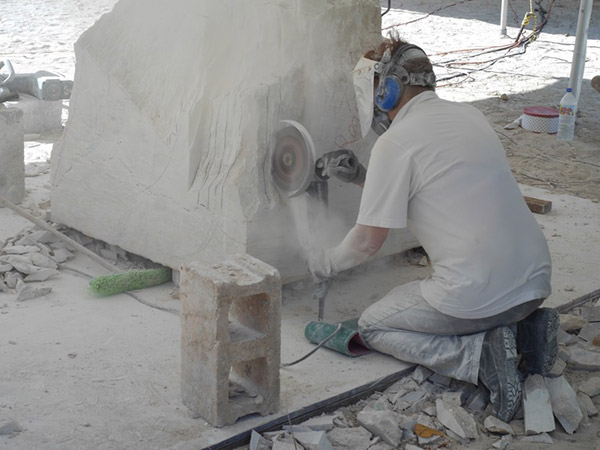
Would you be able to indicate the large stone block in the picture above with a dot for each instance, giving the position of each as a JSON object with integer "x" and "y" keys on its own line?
{"x": 230, "y": 339}
{"x": 39, "y": 116}
{"x": 167, "y": 149}
{"x": 12, "y": 166}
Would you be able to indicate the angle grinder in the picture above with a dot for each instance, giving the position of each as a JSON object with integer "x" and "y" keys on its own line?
{"x": 294, "y": 172}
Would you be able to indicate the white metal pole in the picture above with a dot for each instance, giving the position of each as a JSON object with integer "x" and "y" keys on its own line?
{"x": 503, "y": 16}
{"x": 578, "y": 64}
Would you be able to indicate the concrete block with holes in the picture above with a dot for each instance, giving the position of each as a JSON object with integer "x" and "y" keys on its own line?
{"x": 230, "y": 339}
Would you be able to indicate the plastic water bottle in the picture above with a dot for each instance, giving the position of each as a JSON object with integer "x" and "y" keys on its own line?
{"x": 566, "y": 116}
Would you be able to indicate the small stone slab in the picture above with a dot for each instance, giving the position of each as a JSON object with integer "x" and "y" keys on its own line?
{"x": 477, "y": 401}
{"x": 62, "y": 254}
{"x": 320, "y": 423}
{"x": 543, "y": 438}
{"x": 564, "y": 403}
{"x": 383, "y": 424}
{"x": 313, "y": 440}
{"x": 503, "y": 443}
{"x": 440, "y": 380}
{"x": 27, "y": 292}
{"x": 41, "y": 275}
{"x": 10, "y": 428}
{"x": 537, "y": 406}
{"x": 566, "y": 338}
{"x": 592, "y": 313}
{"x": 586, "y": 404}
{"x": 355, "y": 437}
{"x": 257, "y": 442}
{"x": 456, "y": 419}
{"x": 571, "y": 322}
{"x": 557, "y": 369}
{"x": 497, "y": 426}
{"x": 581, "y": 359}
{"x": 589, "y": 332}
{"x": 591, "y": 386}
{"x": 420, "y": 374}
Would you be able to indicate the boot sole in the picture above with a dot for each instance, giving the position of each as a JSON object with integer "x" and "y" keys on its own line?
{"x": 507, "y": 397}
{"x": 536, "y": 338}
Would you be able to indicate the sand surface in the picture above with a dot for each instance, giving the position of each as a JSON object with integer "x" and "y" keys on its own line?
{"x": 80, "y": 373}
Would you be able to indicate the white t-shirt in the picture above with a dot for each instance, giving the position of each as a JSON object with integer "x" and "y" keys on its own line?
{"x": 440, "y": 171}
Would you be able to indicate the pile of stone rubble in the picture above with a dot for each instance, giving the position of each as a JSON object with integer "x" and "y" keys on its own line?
{"x": 34, "y": 256}
{"x": 427, "y": 411}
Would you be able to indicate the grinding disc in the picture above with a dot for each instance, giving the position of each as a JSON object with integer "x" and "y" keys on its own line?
{"x": 293, "y": 160}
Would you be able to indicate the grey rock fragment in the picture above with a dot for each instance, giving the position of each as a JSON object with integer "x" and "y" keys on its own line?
{"x": 285, "y": 445}
{"x": 581, "y": 359}
{"x": 12, "y": 278}
{"x": 504, "y": 442}
{"x": 477, "y": 400}
{"x": 537, "y": 406}
{"x": 566, "y": 338}
{"x": 20, "y": 249}
{"x": 497, "y": 426}
{"x": 42, "y": 261}
{"x": 411, "y": 399}
{"x": 27, "y": 292}
{"x": 440, "y": 380}
{"x": 320, "y": 423}
{"x": 10, "y": 428}
{"x": 296, "y": 428}
{"x": 257, "y": 442}
{"x": 571, "y": 322}
{"x": 456, "y": 419}
{"x": 557, "y": 369}
{"x": 589, "y": 332}
{"x": 453, "y": 397}
{"x": 356, "y": 437}
{"x": 564, "y": 403}
{"x": 20, "y": 262}
{"x": 62, "y": 254}
{"x": 591, "y": 386}
{"x": 381, "y": 446}
{"x": 383, "y": 424}
{"x": 586, "y": 404}
{"x": 313, "y": 440}
{"x": 543, "y": 438}
{"x": 421, "y": 374}
{"x": 41, "y": 275}
{"x": 591, "y": 313}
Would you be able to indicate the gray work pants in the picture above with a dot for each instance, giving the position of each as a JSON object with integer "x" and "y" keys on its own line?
{"x": 404, "y": 325}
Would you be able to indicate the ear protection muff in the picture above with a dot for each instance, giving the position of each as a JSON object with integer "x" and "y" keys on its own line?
{"x": 394, "y": 77}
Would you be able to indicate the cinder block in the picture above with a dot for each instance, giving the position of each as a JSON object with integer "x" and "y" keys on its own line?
{"x": 39, "y": 116}
{"x": 12, "y": 166}
{"x": 230, "y": 339}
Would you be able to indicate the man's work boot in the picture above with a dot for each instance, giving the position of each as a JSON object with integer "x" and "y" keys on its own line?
{"x": 536, "y": 340}
{"x": 498, "y": 372}
{"x": 596, "y": 82}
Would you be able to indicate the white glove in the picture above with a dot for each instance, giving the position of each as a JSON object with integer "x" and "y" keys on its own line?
{"x": 325, "y": 264}
{"x": 319, "y": 265}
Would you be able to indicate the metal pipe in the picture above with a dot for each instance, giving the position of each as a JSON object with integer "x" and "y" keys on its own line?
{"x": 387, "y": 10}
{"x": 503, "y": 17}
{"x": 578, "y": 64}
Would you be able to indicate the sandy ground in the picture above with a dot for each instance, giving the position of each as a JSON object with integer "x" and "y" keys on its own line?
{"x": 80, "y": 373}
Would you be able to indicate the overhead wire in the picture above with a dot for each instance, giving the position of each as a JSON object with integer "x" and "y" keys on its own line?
{"x": 515, "y": 48}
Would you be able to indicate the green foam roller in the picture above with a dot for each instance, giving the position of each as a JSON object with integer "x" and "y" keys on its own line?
{"x": 129, "y": 281}
{"x": 347, "y": 341}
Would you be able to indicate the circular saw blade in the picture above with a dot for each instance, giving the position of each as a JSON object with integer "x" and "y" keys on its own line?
{"x": 293, "y": 160}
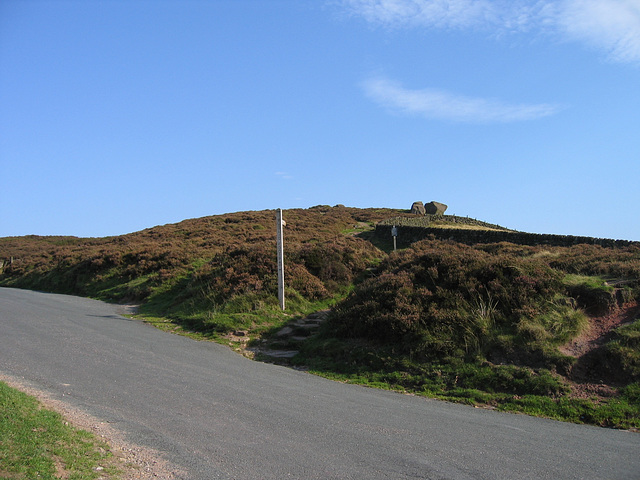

+===+

WHAT IS NEEDED
Everything in the records except the pictures is to be repeated exactly.

COMPLETED EXERCISE
Would you be able to indicate the large stone block in the picture above with a dot for each instance, giving the position of each as a JSON object with integer "x" and "y" keys on its own line?
{"x": 230, "y": 339}
{"x": 39, "y": 116}
{"x": 167, "y": 149}
{"x": 12, "y": 166}
Would you be able to indicate the angle grinder in the picture above with a dot for each instance, giving the position of each as a JSON object with integer "x" and "y" keys on its own line?
{"x": 294, "y": 172}
Would you be able to indicate the white metal pole in the picture above with a dot for each instance, giving the position of each as a JSON object with integer "x" and "y" keys on its own line?
{"x": 503, "y": 16}
{"x": 578, "y": 64}
Would you be able to indicate the concrete block with holes in the picture above with a dot for each instance, giving the position of each as a JSON object with integer "x" and "y" keys on its own line?
{"x": 230, "y": 339}
Would you be able to indicate the plastic water bottle in the picture above with a dot for each instance, giving the position of each as a JSON object with integer "x" and "y" keys on its own line?
{"x": 566, "y": 116}
Would you be able to indicate the small stone slab in the picture above with a dot for each instance, giving the position of each as a JSON object with integer "x" and "y" keys on its own line?
{"x": 477, "y": 401}
{"x": 62, "y": 254}
{"x": 320, "y": 423}
{"x": 543, "y": 438}
{"x": 564, "y": 403}
{"x": 383, "y": 424}
{"x": 313, "y": 440}
{"x": 503, "y": 443}
{"x": 440, "y": 380}
{"x": 27, "y": 292}
{"x": 41, "y": 275}
{"x": 10, "y": 428}
{"x": 537, "y": 406}
{"x": 566, "y": 338}
{"x": 592, "y": 313}
{"x": 586, "y": 404}
{"x": 355, "y": 437}
{"x": 257, "y": 442}
{"x": 456, "y": 419}
{"x": 571, "y": 322}
{"x": 557, "y": 369}
{"x": 497, "y": 426}
{"x": 581, "y": 359}
{"x": 589, "y": 332}
{"x": 591, "y": 386}
{"x": 420, "y": 374}
Would you be able to indicate the boot sole in the picture above with a dot for each instance, giving the position of each as a JSON object with integer "x" and "y" keys on its own line?
{"x": 507, "y": 397}
{"x": 536, "y": 338}
Would you be able to indicate the sand surface in the picture above with a dot for each instance, giving the position of each as a JSON object with integer "x" and "y" keys on its own line?
{"x": 80, "y": 373}
Would you be able to indicate the white t-shirt in the picture above with a dot for each instance, giving the position of each as a JSON object with integer "x" and "y" keys on its own line?
{"x": 440, "y": 171}
Would you be able to indicate the pile of stone rubble in the picture above with a dot for each instance, giving the position of each as a JSON object with integer "x" and "y" keys on its own line?
{"x": 34, "y": 256}
{"x": 427, "y": 411}
Would you be able to indicate the grinding disc in the picture above with a dot for each instance, giving the position of each as a JSON object with integer "x" and "y" keys on its own line?
{"x": 293, "y": 160}
Would you be able to indicate the grey rock fragment in the picture above with a dot for each instance, giving the position of each as a JSON object with integer "x" and "y" keys on its own line?
{"x": 285, "y": 445}
{"x": 581, "y": 359}
{"x": 12, "y": 278}
{"x": 504, "y": 442}
{"x": 477, "y": 400}
{"x": 537, "y": 406}
{"x": 566, "y": 338}
{"x": 20, "y": 249}
{"x": 497, "y": 426}
{"x": 42, "y": 261}
{"x": 411, "y": 399}
{"x": 27, "y": 292}
{"x": 440, "y": 380}
{"x": 320, "y": 423}
{"x": 10, "y": 428}
{"x": 296, "y": 428}
{"x": 257, "y": 442}
{"x": 571, "y": 322}
{"x": 456, "y": 419}
{"x": 557, "y": 369}
{"x": 589, "y": 332}
{"x": 453, "y": 397}
{"x": 356, "y": 437}
{"x": 564, "y": 403}
{"x": 20, "y": 262}
{"x": 62, "y": 254}
{"x": 591, "y": 386}
{"x": 381, "y": 446}
{"x": 383, "y": 424}
{"x": 586, "y": 404}
{"x": 313, "y": 440}
{"x": 543, "y": 438}
{"x": 421, "y": 374}
{"x": 41, "y": 275}
{"x": 591, "y": 313}
Would you be able to indicate the gray work pants in the picture above with a dot for each instance, giving the position of each as a JSON object with integer "x" and "y" keys on its own line?
{"x": 404, "y": 325}
Would you be able to indicate the ear protection muff in the picture above with a dot for each instance, giving the position of each as a JSON object with integer "x" and "y" keys on its own line?
{"x": 394, "y": 77}
Would you be able to indicate the cinder block in the picture above with a dot for each instance, giving the position of each as a JSON object with integer "x" and "y" keys on its own line?
{"x": 39, "y": 116}
{"x": 12, "y": 166}
{"x": 230, "y": 339}
Would you be able to indicate the man's work boot in the picture above with a dot for each instance, giving the position of each as a JSON object with integer "x" and "y" keys on its own line?
{"x": 536, "y": 340}
{"x": 498, "y": 372}
{"x": 596, "y": 82}
Would you be able to indicate the white glove in the picture above with a dot for each instance, giving the position of each as a JSON object with integer "x" and "y" keys on its own line?
{"x": 325, "y": 264}
{"x": 319, "y": 265}
Would you be able to indicate the metal pipe in the picture above with a dot for each instance, giving the position of each as a JSON object with integer "x" and "y" keys on its own line?
{"x": 387, "y": 10}
{"x": 503, "y": 17}
{"x": 578, "y": 64}
Would you be able to indicate the sandy ground in the picture above with a dot for each instance, giving the position of each as a JSON object with integer "x" and "y" keys on its own line?
{"x": 80, "y": 373}
Would you be able to indicate the overhead wire in the picture above with a dot for each instance, giving the position of each as a JSON object with integer "x" and "y" keys on its own line?
{"x": 515, "y": 48}
Would you be able to indicate the green foam roller in the picture above with a dot for each instance, giving the position of each as a JSON object with integer "x" and "y" keys on its own line?
{"x": 129, "y": 281}
{"x": 347, "y": 341}
Would you be able to indicate the circular saw blade in the picture above with a dot for each instance, giving the position of each as a JSON object with integer "x" and "y" keys on its own line?
{"x": 293, "y": 160}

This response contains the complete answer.